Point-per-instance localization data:
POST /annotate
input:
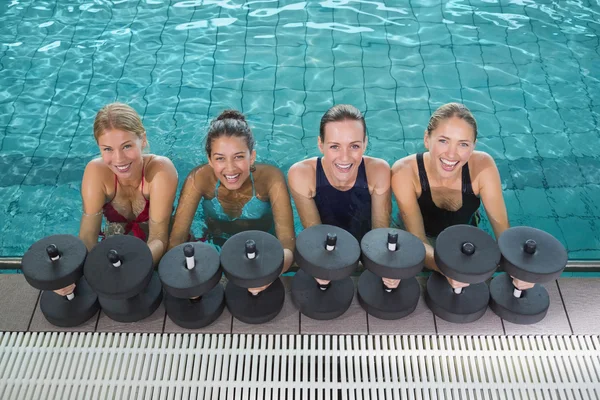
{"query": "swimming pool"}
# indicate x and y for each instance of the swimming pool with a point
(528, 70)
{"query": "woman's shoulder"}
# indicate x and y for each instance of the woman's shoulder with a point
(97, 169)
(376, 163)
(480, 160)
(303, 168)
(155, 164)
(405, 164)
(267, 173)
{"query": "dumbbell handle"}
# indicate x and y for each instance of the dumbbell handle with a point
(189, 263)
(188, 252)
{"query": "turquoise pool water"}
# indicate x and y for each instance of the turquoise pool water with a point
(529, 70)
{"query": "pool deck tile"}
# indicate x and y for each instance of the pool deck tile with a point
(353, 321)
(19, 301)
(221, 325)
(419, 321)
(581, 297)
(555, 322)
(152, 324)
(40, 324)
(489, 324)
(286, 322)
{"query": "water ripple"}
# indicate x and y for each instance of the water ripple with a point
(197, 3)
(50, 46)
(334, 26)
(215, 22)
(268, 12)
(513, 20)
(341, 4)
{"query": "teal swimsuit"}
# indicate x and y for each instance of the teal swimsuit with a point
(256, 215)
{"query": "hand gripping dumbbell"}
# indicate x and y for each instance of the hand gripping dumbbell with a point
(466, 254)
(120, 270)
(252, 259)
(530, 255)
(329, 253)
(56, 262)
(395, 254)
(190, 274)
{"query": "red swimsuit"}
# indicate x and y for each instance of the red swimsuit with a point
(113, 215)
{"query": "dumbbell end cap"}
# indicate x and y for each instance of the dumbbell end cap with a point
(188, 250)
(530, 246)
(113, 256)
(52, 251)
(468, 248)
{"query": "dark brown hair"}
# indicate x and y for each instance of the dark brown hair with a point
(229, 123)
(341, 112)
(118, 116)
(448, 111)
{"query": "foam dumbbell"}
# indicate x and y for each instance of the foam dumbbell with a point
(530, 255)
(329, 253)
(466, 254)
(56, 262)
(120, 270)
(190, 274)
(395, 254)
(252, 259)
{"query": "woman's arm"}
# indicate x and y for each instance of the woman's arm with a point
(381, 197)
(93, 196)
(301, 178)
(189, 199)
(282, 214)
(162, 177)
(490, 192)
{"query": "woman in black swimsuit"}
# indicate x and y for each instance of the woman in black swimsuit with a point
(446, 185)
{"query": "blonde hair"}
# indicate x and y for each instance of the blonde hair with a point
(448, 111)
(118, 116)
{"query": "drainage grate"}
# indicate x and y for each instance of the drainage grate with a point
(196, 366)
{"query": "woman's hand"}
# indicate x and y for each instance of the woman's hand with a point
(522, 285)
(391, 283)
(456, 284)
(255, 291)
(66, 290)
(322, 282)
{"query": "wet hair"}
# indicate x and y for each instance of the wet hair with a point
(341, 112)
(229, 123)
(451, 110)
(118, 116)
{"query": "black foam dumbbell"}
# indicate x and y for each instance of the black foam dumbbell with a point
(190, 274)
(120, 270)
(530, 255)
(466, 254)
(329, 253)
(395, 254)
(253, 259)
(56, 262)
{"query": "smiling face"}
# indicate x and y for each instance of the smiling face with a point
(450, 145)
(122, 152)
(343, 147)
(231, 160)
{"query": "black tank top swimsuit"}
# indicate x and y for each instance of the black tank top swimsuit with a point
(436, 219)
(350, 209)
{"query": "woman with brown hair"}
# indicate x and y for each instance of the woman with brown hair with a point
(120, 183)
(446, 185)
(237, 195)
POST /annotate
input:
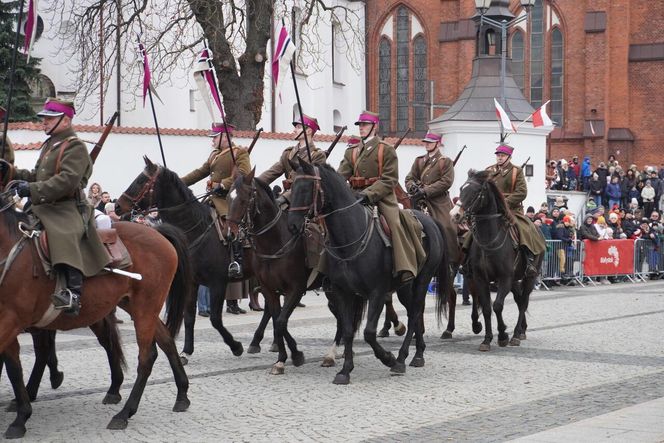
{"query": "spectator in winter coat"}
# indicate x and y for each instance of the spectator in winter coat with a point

Your goal
Could you repeat every entry above exactly, with each picture omitted?

Answer box
POST /annotate
input:
{"query": "swimming pool"}
# indicate x and y for each instance of the swimming pool with a point
(528, 70)
{"query": "woman's shoulder"}
# indicate x and y for each instance of the woman's shoulder with a point
(97, 169)
(376, 163)
(480, 160)
(303, 168)
(155, 164)
(405, 164)
(267, 173)
{"query": "dumbbell handle"}
# indicate x and y for each instance of the dumbbell handle with a point
(189, 263)
(188, 252)
{"query": "turquoise pool water"}
# indicate x and y for each instance of the turquoise pool water with a point
(529, 70)
{"query": "pool deck tile"}
# indicate x and y for each instance of the pool deck tile with a point
(353, 321)
(19, 301)
(221, 325)
(419, 321)
(581, 297)
(555, 322)
(152, 324)
(40, 324)
(489, 324)
(286, 322)
{"query": "water ripple"}
# indicate x and y for each instance of the water ripple with a point
(197, 3)
(50, 46)
(334, 26)
(215, 22)
(268, 12)
(513, 20)
(341, 4)
{"query": "teal swimsuit"}
# indicate x and y for each instance of the teal swimsuit with a point
(256, 215)
{"query": "hand gripping dumbbell"}
# indicate x and y for each instance of the hand gripping dumbbell with a point
(466, 254)
(120, 270)
(252, 259)
(530, 255)
(329, 253)
(56, 262)
(395, 254)
(190, 274)
{"query": "red swimsuit"}
# indicate x and y for each instance of the red swimsuit with a point
(113, 215)
{"query": "dumbbell end cap"}
# indicate x and y for each instance of the dumbbell end cap with a point
(188, 250)
(530, 246)
(113, 256)
(52, 251)
(468, 248)
{"query": "dark brown hair"}
# indicate x and y for each instance of the dark brown hair with a point
(229, 123)
(341, 112)
(118, 116)
(448, 111)
{"query": "foam dumbbell"}
# indicate x and y for each instance of the foam dumbbell with a point
(530, 255)
(329, 253)
(466, 254)
(56, 262)
(120, 270)
(190, 274)
(395, 254)
(252, 259)
{"query": "woman's arm"}
# indicate x and y for each instance of the woman's arm with a point
(381, 197)
(93, 196)
(301, 178)
(189, 199)
(282, 214)
(162, 177)
(490, 192)
{"query": "woman in black swimsuit"}
# indicate x and y for each instance of the woman in black swimsuit with a point
(446, 185)
{"query": "blonde hair"}
# indicate x and y for each instance of the blonde hair with a point
(448, 111)
(118, 116)
{"query": "drainage grate"}
# indicate x and y for each instance of the drainage grate with a point
(196, 366)
{"query": "woman's hand"}
# indicate x and y for each instance of the woman's hand with a point
(522, 285)
(391, 283)
(456, 284)
(255, 291)
(66, 290)
(322, 282)
{"query": "wet hair"}
# indicate x and y for each instance of the wet hair with a point
(341, 112)
(229, 123)
(451, 110)
(118, 116)
{"query": "black foam dumbbell"}
# indicate x and y for each instance of the black foam dumbbell with a point
(190, 274)
(120, 270)
(530, 255)
(466, 254)
(329, 253)
(395, 254)
(253, 259)
(56, 262)
{"query": "smiling face"}
# indicate x and y for each instance of the smiling face with a point
(450, 145)
(122, 152)
(343, 147)
(231, 160)
{"query": "black tank top swimsuit"}
# indicate x and y for each instance of the black tank top swimsuit with a point
(436, 219)
(350, 209)
{"query": "woman with brown hair"}
# indicate x and y for each instance of the woman with brown hair with a point
(120, 183)
(446, 185)
(237, 195)
POST /annotate
input:
{"query": "spectator in winter coat"}
# indicate x and y for each instance of the spectator in winter coat with a point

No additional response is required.